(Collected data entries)
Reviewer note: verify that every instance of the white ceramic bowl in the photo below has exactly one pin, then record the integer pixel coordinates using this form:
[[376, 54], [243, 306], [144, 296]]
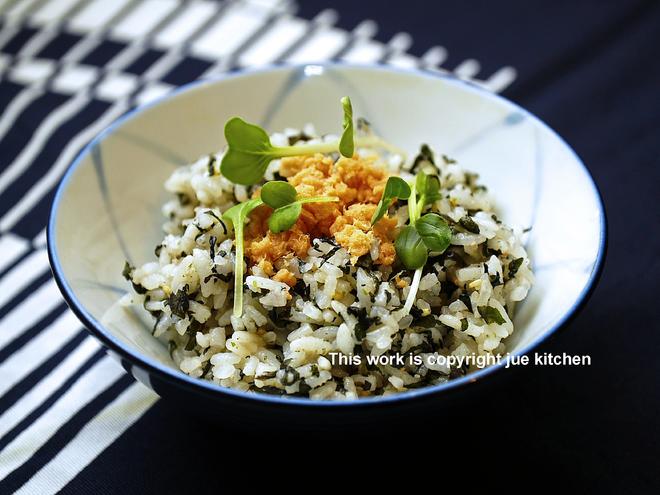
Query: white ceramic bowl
[[107, 208]]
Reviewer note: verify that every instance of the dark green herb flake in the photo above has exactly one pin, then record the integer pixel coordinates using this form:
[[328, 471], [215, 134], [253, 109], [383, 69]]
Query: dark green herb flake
[[179, 303], [491, 315]]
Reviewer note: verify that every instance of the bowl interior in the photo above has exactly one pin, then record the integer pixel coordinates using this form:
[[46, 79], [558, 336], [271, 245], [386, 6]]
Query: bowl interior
[[108, 208]]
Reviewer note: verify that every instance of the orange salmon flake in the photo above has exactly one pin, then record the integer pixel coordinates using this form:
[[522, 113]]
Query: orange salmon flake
[[359, 185]]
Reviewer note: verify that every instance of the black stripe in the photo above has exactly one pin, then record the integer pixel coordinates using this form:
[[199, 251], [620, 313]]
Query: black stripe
[[50, 152], [35, 376], [8, 90], [21, 295], [24, 126], [18, 41], [30, 332], [50, 400], [34, 220], [63, 436], [187, 70]]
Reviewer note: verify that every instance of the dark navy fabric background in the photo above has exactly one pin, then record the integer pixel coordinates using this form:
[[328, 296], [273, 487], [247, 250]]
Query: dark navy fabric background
[[591, 70]]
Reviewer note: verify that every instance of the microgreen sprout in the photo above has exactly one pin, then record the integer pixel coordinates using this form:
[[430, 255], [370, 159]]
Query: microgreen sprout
[[237, 215], [249, 150], [287, 205]]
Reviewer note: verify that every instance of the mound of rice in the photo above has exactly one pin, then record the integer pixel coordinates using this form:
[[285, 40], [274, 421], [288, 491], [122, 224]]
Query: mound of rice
[[290, 335]]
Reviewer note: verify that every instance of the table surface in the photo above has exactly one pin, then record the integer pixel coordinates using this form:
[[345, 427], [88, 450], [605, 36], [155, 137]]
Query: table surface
[[588, 69]]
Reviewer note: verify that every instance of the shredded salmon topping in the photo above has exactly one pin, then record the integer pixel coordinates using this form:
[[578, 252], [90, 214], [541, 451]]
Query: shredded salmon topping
[[359, 185]]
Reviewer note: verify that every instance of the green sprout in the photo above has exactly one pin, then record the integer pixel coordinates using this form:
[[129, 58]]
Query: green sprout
[[249, 150]]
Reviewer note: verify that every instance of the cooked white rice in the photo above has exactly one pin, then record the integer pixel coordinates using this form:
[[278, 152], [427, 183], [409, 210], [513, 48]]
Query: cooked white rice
[[287, 340]]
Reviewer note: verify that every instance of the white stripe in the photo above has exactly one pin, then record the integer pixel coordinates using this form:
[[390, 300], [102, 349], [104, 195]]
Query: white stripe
[[39, 138], [6, 4], [15, 108], [144, 17], [29, 311], [400, 42], [501, 79], [22, 275], [467, 69], [42, 390], [45, 183], [92, 383], [39, 349], [403, 60], [238, 24], [364, 51], [7, 33], [20, 10], [93, 439], [11, 247], [322, 45], [186, 24], [53, 11], [96, 15], [38, 41]]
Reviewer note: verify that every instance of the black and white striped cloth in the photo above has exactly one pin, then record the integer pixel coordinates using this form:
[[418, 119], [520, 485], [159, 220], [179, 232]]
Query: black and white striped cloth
[[68, 68]]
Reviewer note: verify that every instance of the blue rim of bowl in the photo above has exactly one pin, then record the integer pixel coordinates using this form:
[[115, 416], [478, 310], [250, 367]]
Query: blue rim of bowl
[[178, 378]]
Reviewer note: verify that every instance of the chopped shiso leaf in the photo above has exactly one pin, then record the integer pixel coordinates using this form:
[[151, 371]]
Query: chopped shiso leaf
[[491, 315], [178, 302]]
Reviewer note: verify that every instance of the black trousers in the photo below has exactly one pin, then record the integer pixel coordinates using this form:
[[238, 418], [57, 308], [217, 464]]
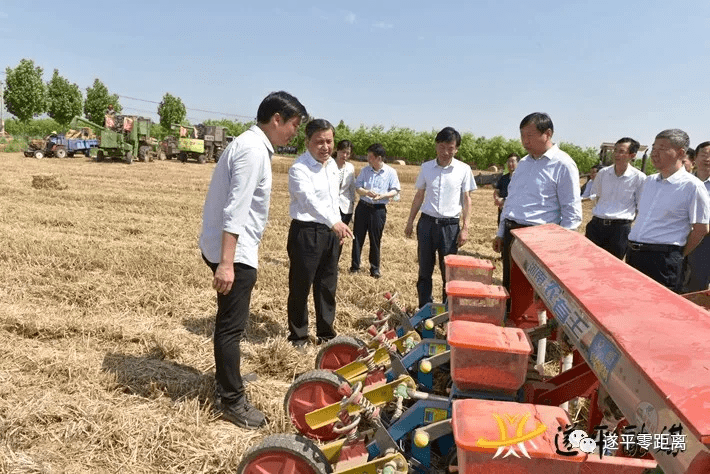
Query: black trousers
[[313, 251], [663, 263], [610, 234], [505, 254], [434, 235], [369, 219], [230, 323]]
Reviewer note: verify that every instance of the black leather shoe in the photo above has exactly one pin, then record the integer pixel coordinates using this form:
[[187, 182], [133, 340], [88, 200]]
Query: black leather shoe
[[242, 414]]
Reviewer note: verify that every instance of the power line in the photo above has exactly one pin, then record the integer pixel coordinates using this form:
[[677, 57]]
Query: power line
[[188, 108]]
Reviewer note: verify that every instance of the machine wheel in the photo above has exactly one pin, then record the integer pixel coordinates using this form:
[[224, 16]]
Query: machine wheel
[[285, 454], [144, 153], [311, 391], [338, 352]]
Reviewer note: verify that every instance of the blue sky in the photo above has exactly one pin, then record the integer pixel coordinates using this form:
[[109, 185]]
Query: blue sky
[[601, 69]]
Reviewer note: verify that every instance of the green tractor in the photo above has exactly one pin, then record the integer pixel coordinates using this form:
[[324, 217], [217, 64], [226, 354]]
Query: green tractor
[[124, 137]]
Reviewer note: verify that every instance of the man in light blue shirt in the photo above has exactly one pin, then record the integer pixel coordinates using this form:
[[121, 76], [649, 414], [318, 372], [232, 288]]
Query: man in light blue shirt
[[544, 188], [234, 216], [376, 184], [673, 213]]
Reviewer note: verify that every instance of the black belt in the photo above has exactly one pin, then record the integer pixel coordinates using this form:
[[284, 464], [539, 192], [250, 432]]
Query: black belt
[[611, 221], [640, 247], [441, 220], [309, 224], [372, 205], [511, 224]]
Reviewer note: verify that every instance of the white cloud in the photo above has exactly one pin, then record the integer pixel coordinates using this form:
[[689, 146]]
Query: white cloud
[[383, 25]]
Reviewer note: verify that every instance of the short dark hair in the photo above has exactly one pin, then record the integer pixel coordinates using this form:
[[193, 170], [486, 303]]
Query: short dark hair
[[281, 103], [448, 135], [317, 125], [677, 137], [702, 145], [633, 144], [377, 149], [343, 144], [542, 122]]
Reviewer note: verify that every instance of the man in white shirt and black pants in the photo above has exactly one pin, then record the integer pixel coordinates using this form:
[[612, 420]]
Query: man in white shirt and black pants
[[315, 235], [443, 187], [616, 190], [234, 216], [673, 214]]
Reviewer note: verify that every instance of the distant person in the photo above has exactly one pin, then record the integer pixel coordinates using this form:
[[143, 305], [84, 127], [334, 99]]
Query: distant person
[[500, 193], [315, 235], [234, 216], [616, 190], [443, 187], [689, 160], [587, 188], [346, 170], [376, 184], [698, 260], [544, 188], [673, 214]]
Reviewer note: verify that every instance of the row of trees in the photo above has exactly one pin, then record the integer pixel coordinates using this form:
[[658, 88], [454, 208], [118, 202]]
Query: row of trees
[[26, 96]]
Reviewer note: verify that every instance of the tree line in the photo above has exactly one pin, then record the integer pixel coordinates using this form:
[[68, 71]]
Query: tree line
[[26, 96]]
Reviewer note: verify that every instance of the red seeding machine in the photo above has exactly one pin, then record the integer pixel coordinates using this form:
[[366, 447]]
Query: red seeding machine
[[459, 388]]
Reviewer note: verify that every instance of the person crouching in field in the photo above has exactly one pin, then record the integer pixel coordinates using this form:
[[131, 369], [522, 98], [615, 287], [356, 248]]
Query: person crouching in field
[[376, 184], [443, 187], [315, 236], [234, 216]]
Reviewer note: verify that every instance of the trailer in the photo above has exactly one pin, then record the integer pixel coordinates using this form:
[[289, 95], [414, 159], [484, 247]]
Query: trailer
[[60, 146]]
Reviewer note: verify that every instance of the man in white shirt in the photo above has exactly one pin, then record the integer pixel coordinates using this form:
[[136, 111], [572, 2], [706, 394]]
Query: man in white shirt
[[616, 190], [315, 235], [234, 216], [443, 187], [673, 213], [544, 188], [699, 259]]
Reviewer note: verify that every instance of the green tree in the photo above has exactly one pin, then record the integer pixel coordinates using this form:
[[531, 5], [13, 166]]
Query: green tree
[[25, 93], [64, 100], [97, 102], [171, 110]]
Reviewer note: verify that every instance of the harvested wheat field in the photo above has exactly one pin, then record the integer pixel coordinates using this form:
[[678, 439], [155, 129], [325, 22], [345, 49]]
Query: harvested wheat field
[[106, 315]]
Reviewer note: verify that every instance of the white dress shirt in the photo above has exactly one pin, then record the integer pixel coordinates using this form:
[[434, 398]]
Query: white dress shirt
[[314, 190], [444, 186], [669, 207], [544, 191], [238, 198], [617, 196], [347, 188]]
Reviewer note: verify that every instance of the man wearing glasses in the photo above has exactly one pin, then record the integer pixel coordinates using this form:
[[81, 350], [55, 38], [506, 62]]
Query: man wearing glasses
[[616, 190]]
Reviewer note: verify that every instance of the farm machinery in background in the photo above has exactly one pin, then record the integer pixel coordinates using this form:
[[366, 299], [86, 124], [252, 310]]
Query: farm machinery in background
[[125, 137], [63, 145], [201, 143], [642, 365]]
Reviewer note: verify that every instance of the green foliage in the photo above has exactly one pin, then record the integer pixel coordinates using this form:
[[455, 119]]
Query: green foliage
[[25, 93], [64, 100], [97, 102], [171, 110], [37, 128]]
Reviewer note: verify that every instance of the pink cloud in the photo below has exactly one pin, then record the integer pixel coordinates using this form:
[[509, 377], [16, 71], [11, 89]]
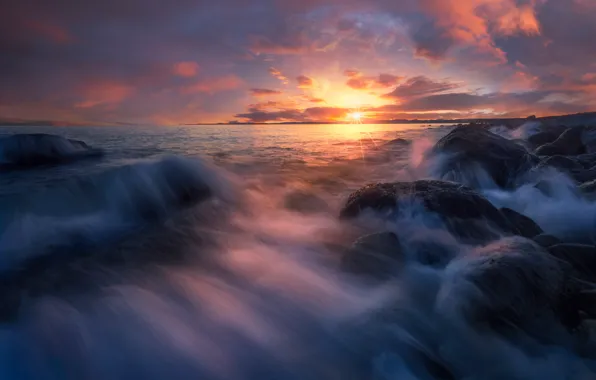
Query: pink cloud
[[215, 84], [186, 69], [104, 94]]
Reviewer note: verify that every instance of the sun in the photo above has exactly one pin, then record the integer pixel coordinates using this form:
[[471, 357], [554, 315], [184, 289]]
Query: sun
[[355, 116]]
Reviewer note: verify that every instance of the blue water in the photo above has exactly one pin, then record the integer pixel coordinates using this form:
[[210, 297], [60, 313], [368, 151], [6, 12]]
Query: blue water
[[116, 267]]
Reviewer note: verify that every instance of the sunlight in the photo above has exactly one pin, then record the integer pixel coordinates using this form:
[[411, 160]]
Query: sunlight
[[355, 116]]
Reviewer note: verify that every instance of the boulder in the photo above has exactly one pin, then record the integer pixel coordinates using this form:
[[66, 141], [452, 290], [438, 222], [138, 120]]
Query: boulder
[[568, 144], [515, 284], [466, 214], [468, 147], [546, 135], [546, 240], [581, 257], [377, 255], [525, 226]]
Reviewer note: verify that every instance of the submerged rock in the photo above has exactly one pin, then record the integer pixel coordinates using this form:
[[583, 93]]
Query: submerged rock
[[513, 283], [546, 240], [580, 256], [568, 144], [466, 213], [26, 150], [377, 255], [525, 226], [470, 147], [547, 135]]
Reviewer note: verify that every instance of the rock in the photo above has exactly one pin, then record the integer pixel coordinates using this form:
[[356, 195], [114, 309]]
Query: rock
[[26, 150], [568, 144], [545, 240], [563, 163], [466, 213], [588, 189], [470, 146], [398, 142], [377, 255], [305, 202], [547, 135], [580, 256], [516, 283], [526, 227]]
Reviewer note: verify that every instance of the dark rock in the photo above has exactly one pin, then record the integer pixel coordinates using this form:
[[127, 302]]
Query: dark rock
[[545, 240], [466, 213], [468, 147], [515, 283], [305, 202], [581, 257], [563, 163], [26, 150], [398, 142], [568, 144], [588, 189], [547, 135], [525, 226], [377, 255]]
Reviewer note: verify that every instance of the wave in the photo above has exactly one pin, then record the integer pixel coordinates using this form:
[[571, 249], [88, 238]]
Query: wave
[[89, 211], [26, 150]]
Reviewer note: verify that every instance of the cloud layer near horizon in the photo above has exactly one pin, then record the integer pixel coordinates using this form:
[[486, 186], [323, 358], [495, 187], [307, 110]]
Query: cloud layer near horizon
[[188, 61]]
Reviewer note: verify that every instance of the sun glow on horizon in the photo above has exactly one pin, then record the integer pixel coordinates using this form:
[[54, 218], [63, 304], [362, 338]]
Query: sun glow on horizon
[[355, 116]]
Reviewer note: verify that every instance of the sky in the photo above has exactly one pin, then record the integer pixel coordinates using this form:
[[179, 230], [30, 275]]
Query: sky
[[170, 62]]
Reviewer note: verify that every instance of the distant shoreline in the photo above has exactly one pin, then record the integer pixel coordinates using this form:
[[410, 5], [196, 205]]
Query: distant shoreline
[[586, 117]]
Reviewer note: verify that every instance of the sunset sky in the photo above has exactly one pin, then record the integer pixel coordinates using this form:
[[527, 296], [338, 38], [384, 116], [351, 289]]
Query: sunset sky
[[193, 61]]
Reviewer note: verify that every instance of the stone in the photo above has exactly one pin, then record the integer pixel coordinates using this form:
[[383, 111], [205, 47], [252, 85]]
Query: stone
[[468, 147]]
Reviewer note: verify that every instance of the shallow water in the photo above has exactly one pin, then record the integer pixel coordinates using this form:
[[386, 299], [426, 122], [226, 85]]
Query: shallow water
[[137, 284]]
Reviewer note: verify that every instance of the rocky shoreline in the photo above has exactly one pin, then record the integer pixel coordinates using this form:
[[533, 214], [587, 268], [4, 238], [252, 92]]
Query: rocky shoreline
[[519, 273]]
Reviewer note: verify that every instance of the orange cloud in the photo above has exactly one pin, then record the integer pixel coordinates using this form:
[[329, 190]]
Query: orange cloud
[[264, 92], [104, 94], [277, 74], [186, 69], [357, 81], [305, 82], [213, 85]]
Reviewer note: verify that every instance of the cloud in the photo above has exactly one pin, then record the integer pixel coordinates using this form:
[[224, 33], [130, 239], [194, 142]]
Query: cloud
[[264, 92], [312, 114], [305, 82], [421, 86], [277, 74], [358, 81], [104, 94], [214, 84], [186, 69]]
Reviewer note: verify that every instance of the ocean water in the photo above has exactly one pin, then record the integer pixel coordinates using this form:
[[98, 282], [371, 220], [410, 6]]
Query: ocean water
[[109, 271]]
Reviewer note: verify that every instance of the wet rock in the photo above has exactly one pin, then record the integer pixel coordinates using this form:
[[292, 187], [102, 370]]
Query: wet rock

EXERCISE INSTRUCTIONS:
Starting with the line above that holds "[[238, 418], [57, 308], [217, 464]]", restate each line word for word up to and including the line that holds "Reviewer note: verify that every instance of the black leather". Drop the pictures.

ANSWER BELOW:
[[238, 418], [57, 308], [217, 464]]
Query: black trousers
[[313, 251], [663, 263], [610, 234], [505, 254], [434, 235], [369, 219], [230, 323]]
Reviewer note: verify that every instance of the black leather shoe in the photo above has exactly one pin, then record the integer pixel coordinates using this form:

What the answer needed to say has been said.